**WRITTEN INSTRUCTION**
Return verbatim the run of lines that opens with the line holding "Task: pick out every instance of the red" and closes with the last line of the records.

=== TASK INPUT ===

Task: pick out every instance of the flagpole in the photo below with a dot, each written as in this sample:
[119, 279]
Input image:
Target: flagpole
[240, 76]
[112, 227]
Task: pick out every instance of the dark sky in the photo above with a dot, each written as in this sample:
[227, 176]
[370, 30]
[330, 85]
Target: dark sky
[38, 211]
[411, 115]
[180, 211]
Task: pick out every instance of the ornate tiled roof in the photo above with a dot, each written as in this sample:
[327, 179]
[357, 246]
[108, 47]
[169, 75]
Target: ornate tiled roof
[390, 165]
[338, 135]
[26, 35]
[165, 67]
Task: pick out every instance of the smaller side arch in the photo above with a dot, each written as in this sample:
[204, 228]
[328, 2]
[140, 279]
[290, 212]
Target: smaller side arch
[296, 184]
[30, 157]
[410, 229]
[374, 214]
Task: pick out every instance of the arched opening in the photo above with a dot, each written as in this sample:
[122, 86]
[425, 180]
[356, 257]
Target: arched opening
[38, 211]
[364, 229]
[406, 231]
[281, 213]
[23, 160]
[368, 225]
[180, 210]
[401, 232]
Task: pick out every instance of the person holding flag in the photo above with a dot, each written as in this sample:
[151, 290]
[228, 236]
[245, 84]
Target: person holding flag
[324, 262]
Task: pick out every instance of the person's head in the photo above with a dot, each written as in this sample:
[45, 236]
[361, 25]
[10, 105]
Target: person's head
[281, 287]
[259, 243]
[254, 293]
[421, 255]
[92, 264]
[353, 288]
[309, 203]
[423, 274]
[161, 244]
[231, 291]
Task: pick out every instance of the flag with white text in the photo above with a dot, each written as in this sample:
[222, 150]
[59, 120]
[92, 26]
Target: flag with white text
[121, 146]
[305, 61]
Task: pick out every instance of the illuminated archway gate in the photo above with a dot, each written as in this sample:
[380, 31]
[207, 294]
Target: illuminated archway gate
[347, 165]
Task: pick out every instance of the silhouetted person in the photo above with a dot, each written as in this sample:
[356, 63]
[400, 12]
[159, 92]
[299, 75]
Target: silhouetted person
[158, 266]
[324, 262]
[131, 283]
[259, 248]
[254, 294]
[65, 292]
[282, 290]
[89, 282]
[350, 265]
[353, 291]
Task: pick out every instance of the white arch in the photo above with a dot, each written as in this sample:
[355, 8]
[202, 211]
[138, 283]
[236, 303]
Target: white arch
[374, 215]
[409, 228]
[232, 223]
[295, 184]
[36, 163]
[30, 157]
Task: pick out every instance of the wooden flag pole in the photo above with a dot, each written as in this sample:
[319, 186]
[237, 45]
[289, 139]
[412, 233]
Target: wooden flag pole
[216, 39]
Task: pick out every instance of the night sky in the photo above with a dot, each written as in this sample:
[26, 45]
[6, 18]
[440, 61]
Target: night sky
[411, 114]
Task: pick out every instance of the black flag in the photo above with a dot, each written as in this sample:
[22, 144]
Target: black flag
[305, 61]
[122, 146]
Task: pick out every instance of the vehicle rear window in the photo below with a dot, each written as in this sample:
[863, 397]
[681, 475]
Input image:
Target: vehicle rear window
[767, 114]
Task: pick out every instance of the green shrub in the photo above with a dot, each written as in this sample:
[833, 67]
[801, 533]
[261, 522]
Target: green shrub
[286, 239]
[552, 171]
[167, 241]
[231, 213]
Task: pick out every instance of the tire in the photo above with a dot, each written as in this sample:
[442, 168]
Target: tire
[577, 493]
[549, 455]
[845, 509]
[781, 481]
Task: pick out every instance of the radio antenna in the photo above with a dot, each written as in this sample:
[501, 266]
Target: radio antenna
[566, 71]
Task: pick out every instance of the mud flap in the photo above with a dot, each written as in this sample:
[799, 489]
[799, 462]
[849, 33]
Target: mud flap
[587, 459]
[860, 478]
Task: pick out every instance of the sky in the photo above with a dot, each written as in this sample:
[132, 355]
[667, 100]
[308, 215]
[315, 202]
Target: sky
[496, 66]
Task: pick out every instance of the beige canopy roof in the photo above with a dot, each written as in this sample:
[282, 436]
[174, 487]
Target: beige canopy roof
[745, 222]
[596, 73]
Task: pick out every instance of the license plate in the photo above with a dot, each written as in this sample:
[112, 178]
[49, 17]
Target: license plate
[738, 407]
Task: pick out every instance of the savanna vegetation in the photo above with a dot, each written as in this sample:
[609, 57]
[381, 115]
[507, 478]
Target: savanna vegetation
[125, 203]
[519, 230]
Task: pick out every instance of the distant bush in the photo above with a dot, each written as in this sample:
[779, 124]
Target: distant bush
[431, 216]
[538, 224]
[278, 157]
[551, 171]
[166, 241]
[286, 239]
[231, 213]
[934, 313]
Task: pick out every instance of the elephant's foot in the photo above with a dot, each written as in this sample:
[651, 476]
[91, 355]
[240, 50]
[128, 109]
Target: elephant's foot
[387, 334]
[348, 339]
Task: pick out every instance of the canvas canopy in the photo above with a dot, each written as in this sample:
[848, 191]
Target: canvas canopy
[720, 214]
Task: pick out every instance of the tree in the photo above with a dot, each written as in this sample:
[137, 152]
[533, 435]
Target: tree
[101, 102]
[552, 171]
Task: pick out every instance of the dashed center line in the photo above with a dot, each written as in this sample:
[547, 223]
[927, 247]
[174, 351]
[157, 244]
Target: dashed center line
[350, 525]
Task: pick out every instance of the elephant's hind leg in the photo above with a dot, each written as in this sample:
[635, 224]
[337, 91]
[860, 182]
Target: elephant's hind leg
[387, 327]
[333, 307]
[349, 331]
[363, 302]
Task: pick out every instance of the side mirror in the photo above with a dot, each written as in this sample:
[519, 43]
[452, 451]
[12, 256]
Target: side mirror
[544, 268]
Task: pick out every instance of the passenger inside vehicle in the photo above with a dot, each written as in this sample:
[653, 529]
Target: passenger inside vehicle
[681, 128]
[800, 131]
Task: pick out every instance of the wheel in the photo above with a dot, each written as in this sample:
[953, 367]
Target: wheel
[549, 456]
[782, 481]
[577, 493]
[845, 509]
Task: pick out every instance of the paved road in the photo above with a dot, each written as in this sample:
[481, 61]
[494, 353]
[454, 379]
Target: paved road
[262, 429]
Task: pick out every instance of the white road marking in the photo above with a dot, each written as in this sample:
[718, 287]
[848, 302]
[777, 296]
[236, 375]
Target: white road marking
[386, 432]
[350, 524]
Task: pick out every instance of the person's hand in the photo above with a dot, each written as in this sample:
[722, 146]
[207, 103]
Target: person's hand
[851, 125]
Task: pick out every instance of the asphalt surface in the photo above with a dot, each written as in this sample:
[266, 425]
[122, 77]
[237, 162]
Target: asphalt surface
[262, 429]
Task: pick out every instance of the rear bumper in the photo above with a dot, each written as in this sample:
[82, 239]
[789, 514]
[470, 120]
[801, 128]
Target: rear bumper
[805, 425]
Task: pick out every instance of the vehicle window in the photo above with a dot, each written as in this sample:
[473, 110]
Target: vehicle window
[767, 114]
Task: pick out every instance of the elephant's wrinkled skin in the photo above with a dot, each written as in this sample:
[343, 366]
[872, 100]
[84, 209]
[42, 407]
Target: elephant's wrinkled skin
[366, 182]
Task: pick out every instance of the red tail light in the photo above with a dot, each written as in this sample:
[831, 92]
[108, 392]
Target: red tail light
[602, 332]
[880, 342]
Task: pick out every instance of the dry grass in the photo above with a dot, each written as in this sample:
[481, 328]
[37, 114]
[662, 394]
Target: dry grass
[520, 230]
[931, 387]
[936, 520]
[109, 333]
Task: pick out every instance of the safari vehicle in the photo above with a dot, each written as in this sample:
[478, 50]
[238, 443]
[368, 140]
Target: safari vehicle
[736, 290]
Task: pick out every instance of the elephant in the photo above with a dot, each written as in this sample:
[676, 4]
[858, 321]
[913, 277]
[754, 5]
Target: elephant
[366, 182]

===

**ANSWER TO THIS PROBLEM**
Task: pick out every instance of the red tail light in the photo above with a dot, each written as in this sample:
[831, 92]
[108, 392]
Target: red tail light
[602, 332]
[880, 342]
Task: pick out every instance of the dry grass in the photo above with a dot, each written as in this sample:
[481, 328]
[37, 114]
[662, 394]
Target: dry grass
[520, 230]
[931, 387]
[936, 520]
[109, 333]
Task: pick out every instance of the safari vehicle in the photo above with a dot, each written as in this sample:
[478, 50]
[238, 443]
[368, 140]
Target: safari vehicle
[736, 290]
Task: pick out every instance of the elephant in the photo above with a dot, each written as in this sample:
[676, 4]
[858, 321]
[913, 277]
[754, 5]
Target: elephant
[366, 182]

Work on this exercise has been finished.